Os corpos que antes eram apertados nos uniformes e nas posições, como se, ao serem colocados em uma fôrma acabassem tomando essa forma, são hoje corpos modificados de dentro para fora. Em casos como o da personagem de Viver a Vida, a desejada magreza deve ser conseguida a todo custo. Algumas anoréxicas recorrem as atividades físicas sim, porém é maior o número das que apelam para os moderadores de apetite, diuréticos e laxantes. Certamente, se pudessem retirar de seu corpo os hormônios responsáveis pela absorção de gordura, recorreriam a este método sem pestanejar.

(MATERIAL)

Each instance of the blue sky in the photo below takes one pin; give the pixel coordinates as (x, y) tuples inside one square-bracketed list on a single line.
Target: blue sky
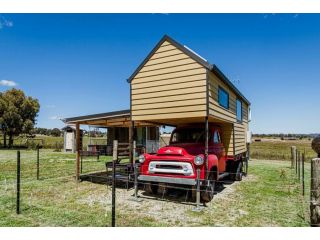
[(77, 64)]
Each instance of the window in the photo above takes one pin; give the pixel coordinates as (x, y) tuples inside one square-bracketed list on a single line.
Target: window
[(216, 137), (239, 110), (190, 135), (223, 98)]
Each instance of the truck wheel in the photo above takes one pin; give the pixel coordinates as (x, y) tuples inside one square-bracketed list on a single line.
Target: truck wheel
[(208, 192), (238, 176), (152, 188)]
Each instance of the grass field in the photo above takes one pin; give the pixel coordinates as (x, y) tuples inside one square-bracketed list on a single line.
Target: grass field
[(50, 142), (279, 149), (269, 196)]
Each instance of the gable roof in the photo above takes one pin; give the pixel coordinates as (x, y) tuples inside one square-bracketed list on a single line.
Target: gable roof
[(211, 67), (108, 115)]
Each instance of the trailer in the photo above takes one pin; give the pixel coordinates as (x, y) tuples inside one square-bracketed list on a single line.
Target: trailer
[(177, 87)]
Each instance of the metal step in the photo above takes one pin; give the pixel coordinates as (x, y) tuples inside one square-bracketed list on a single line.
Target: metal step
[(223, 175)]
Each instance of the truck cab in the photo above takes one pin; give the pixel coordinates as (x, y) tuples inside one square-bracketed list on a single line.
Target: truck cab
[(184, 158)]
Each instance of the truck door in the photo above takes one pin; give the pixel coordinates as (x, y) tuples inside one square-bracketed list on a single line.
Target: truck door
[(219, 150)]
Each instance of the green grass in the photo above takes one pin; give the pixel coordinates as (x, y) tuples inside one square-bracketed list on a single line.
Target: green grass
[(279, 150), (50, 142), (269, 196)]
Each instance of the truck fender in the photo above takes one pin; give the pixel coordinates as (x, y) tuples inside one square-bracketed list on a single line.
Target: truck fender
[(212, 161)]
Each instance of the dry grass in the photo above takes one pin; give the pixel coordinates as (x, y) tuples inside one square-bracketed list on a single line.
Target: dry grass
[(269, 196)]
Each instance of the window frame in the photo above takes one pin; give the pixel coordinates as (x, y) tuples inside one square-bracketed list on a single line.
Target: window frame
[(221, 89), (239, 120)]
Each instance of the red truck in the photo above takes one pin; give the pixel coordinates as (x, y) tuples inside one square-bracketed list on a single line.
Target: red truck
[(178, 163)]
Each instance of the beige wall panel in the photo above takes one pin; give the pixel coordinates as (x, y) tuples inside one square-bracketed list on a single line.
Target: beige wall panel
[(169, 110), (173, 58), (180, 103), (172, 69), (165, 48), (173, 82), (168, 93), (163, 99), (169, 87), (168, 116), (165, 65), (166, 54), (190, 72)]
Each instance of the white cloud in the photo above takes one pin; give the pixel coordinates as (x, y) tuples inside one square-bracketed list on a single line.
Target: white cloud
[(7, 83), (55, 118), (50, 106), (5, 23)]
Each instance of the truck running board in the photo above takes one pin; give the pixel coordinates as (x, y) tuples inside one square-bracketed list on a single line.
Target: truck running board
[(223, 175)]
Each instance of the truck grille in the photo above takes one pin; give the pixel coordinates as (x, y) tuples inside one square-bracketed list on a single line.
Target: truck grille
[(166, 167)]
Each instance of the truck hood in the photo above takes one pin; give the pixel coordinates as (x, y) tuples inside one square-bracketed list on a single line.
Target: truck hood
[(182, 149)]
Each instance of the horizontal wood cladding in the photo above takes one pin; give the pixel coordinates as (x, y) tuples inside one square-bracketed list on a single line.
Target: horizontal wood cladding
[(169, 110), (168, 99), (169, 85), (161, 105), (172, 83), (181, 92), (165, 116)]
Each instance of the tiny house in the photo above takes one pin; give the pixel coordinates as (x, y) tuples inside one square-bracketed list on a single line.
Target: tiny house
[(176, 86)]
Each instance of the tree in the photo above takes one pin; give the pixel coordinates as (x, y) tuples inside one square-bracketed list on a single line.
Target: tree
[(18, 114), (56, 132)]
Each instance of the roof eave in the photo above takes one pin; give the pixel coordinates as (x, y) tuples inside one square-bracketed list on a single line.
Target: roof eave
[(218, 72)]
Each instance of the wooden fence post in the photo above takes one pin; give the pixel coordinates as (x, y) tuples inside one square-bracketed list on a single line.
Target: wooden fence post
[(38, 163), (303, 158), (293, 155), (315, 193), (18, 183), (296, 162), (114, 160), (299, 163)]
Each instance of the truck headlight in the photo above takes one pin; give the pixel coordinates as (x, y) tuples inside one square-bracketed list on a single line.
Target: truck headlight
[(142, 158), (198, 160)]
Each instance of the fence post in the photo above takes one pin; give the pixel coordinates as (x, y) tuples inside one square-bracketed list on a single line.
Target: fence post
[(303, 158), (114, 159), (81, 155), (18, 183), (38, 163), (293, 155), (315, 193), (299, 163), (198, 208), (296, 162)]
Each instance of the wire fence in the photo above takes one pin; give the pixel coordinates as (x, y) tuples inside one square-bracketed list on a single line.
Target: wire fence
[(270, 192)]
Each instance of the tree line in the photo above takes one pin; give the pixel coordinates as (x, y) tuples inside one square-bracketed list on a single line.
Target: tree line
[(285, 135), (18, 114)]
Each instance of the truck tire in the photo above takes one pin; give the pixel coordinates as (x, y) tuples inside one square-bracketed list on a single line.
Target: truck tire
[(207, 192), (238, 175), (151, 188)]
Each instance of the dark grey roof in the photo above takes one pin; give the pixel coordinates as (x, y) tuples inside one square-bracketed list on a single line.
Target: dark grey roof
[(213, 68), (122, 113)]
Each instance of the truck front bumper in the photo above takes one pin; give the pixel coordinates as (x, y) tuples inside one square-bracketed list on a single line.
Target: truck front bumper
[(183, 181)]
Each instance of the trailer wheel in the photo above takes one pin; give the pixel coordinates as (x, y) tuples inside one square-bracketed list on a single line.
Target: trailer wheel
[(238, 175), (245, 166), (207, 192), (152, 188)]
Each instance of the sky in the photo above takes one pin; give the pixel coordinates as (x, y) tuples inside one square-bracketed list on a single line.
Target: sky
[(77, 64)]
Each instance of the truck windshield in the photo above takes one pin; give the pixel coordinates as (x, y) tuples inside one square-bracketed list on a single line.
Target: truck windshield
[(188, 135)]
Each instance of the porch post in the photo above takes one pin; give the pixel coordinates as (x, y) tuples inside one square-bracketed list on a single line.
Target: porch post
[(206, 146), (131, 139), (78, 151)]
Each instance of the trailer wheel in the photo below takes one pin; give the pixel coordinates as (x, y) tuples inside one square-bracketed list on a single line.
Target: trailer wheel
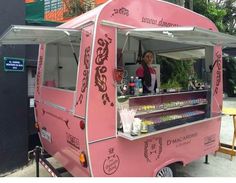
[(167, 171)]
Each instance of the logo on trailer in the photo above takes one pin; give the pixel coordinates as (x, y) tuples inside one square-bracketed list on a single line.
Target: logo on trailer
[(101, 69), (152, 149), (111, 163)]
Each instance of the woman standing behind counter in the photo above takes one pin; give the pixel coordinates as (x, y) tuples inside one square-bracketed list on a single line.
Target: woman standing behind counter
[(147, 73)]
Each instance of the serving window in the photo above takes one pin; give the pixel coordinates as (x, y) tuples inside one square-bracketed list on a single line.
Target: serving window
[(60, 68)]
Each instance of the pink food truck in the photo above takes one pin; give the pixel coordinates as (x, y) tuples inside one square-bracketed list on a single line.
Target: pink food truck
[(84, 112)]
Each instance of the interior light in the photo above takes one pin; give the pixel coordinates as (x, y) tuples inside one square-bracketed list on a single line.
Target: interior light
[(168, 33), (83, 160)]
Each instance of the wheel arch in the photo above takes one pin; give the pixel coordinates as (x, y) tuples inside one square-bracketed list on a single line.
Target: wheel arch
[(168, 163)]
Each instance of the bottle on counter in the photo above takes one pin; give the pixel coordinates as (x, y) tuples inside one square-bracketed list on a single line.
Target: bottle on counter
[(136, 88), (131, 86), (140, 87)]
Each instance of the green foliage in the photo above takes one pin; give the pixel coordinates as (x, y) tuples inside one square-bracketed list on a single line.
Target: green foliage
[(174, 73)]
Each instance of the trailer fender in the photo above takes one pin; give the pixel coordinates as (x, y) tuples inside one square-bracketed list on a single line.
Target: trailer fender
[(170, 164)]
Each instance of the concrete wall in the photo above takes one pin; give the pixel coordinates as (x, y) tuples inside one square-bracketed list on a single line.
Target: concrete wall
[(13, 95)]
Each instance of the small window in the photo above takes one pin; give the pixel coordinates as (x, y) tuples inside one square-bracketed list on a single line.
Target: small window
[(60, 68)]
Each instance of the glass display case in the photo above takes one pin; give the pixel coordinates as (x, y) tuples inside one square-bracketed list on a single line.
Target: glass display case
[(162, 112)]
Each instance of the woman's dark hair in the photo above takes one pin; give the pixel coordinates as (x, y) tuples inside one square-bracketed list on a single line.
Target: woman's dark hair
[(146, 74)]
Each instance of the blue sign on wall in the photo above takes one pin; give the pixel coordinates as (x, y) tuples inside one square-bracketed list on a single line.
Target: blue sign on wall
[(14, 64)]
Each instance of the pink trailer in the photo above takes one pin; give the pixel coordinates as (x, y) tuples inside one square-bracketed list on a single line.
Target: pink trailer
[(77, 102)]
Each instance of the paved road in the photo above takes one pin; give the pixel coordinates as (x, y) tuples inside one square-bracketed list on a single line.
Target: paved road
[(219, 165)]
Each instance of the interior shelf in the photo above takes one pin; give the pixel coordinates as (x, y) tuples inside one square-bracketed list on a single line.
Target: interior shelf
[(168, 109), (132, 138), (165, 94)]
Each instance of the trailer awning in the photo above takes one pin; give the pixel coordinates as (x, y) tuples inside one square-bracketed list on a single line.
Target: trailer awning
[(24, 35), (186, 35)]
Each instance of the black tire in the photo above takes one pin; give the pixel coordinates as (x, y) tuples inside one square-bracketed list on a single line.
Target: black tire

---

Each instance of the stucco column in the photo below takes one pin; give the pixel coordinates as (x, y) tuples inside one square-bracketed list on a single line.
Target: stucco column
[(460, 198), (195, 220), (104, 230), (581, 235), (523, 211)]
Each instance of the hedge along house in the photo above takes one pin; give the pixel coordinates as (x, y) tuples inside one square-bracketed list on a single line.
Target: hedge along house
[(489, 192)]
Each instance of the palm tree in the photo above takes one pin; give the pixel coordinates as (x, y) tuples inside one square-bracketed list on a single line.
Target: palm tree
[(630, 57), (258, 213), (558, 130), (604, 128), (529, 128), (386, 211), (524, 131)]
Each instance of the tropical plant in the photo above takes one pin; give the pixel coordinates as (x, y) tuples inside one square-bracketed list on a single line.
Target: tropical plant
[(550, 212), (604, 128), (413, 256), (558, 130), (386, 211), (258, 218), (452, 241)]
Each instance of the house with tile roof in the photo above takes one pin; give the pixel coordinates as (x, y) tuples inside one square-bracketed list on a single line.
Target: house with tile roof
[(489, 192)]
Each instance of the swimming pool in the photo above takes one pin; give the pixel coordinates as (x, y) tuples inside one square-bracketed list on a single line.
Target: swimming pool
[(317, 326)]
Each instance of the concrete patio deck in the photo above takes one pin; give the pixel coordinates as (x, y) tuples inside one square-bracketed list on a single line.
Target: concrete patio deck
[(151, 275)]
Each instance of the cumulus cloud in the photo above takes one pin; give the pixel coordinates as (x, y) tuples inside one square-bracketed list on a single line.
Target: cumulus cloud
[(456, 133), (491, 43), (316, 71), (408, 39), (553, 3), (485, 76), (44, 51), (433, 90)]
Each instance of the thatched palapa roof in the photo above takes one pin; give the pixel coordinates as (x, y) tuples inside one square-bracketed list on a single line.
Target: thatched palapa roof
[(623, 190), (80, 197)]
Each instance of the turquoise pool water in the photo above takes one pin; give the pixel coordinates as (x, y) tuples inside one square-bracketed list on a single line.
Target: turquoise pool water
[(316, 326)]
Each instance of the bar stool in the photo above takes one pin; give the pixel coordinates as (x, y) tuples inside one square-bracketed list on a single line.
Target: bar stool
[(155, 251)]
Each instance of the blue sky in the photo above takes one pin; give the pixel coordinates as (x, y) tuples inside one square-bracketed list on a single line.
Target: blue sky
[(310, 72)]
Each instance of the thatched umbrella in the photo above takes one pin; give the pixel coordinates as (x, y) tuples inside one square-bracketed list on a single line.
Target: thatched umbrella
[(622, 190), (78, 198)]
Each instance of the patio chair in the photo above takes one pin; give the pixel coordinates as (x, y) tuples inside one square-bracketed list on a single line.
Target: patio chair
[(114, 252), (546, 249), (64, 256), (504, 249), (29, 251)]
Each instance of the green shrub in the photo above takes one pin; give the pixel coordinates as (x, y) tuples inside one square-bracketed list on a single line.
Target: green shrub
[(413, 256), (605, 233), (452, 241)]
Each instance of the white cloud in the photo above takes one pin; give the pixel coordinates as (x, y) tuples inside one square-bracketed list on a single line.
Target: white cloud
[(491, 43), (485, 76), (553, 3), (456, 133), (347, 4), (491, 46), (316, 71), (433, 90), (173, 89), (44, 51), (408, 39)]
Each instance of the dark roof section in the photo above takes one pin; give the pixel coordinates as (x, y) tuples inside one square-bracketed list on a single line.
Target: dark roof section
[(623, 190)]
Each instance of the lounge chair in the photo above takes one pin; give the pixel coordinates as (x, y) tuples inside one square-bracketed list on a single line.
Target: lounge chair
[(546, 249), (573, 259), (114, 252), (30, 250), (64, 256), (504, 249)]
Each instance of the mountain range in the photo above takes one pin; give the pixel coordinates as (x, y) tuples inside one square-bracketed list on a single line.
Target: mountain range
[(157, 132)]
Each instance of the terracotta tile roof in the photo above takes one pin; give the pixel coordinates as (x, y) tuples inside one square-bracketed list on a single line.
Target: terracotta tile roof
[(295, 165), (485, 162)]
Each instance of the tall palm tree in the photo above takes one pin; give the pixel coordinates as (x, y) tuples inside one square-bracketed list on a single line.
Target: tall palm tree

--

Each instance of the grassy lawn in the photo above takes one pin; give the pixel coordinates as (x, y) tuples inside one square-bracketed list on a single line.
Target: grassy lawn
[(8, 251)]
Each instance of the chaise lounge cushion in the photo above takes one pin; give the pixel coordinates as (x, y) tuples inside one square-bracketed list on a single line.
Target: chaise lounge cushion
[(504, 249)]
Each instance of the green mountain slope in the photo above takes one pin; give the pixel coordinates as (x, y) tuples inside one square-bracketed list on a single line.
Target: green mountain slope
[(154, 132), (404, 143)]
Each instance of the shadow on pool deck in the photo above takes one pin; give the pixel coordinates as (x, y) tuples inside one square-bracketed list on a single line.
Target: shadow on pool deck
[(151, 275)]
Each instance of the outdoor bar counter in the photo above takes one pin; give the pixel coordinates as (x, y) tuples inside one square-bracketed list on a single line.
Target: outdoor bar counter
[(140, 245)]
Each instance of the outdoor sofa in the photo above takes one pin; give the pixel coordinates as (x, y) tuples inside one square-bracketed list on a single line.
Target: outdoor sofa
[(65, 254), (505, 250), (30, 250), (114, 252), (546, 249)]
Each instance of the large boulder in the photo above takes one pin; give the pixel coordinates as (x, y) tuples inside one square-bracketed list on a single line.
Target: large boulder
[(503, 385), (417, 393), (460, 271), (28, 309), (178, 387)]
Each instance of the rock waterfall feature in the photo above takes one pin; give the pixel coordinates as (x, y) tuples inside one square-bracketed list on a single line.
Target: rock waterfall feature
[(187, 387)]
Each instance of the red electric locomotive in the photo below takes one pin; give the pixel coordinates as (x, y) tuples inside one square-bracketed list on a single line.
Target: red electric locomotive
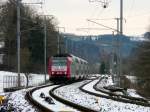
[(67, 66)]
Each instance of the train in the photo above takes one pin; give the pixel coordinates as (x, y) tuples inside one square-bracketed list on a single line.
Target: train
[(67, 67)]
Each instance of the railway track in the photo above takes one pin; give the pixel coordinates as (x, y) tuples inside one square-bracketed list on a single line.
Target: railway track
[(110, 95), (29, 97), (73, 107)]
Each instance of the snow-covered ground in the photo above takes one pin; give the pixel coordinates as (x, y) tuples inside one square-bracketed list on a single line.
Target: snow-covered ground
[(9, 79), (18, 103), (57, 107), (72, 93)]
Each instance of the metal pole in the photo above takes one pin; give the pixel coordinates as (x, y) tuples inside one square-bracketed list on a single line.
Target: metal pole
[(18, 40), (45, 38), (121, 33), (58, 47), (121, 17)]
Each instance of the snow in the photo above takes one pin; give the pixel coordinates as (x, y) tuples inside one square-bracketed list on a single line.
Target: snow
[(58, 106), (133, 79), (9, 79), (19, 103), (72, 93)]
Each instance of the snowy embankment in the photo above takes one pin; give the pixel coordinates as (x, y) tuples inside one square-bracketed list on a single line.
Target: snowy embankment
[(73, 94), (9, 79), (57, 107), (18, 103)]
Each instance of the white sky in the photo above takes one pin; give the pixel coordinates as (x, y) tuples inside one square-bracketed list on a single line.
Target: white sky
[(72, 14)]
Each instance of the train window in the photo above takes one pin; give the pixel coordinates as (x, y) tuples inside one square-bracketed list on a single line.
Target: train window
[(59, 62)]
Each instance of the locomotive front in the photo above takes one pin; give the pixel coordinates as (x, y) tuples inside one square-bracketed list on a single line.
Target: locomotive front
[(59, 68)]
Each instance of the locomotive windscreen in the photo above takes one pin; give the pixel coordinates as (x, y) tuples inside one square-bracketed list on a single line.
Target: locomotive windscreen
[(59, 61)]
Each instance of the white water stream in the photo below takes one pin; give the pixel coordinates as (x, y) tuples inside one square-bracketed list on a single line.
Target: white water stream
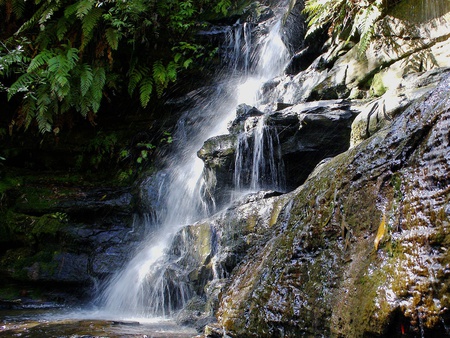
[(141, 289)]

(EXERCÍCIOS PROPOSTOS)
#1 No trecho selecionado, a que recursos, em vez das atividades físicas, apela um número maior de anoréxicas?
#2 Dê continuidade ao trecho selecionado, sobre o corpo e a busca pela magreza, a partir da sua última frase.

(RESPOSTAS ESCRITAS)
#1 Aos moderadores de apetite, diuréticos e laxantes.

#2
O interior que outrora fora confundido com a alma, não se sabia onde localizá-lo mas era ele que melhor representava que se era de fato, hoje é material, físico e deve ser modificado. O que antes era oculto e não devia ser questionado, modificado, pois se tratava da essência, do que realmente se é de verdade, hoje deve ser reconfigurado para que a superfície mude de aparência. Na verdade, para as Renatas mundo a fora, pouco importam os sacrificíos a que se submetem enquanto não podemos escolher nossos corpos em lojas como se fossem roupas. Importa ser magra, vencer os limites deste corpo defeituoso que engorda, envelhece, quebra e em determinado momento para. Deve-se ser bela, magra.


Manoel Carlos deseja alertar a sociedade sobre a anorexia e escreveu a Renata. Manoel Carlos escreveu a Helena e colocou na mesma novela que Renata. A Renata deseja ser como a Helena. Nós também.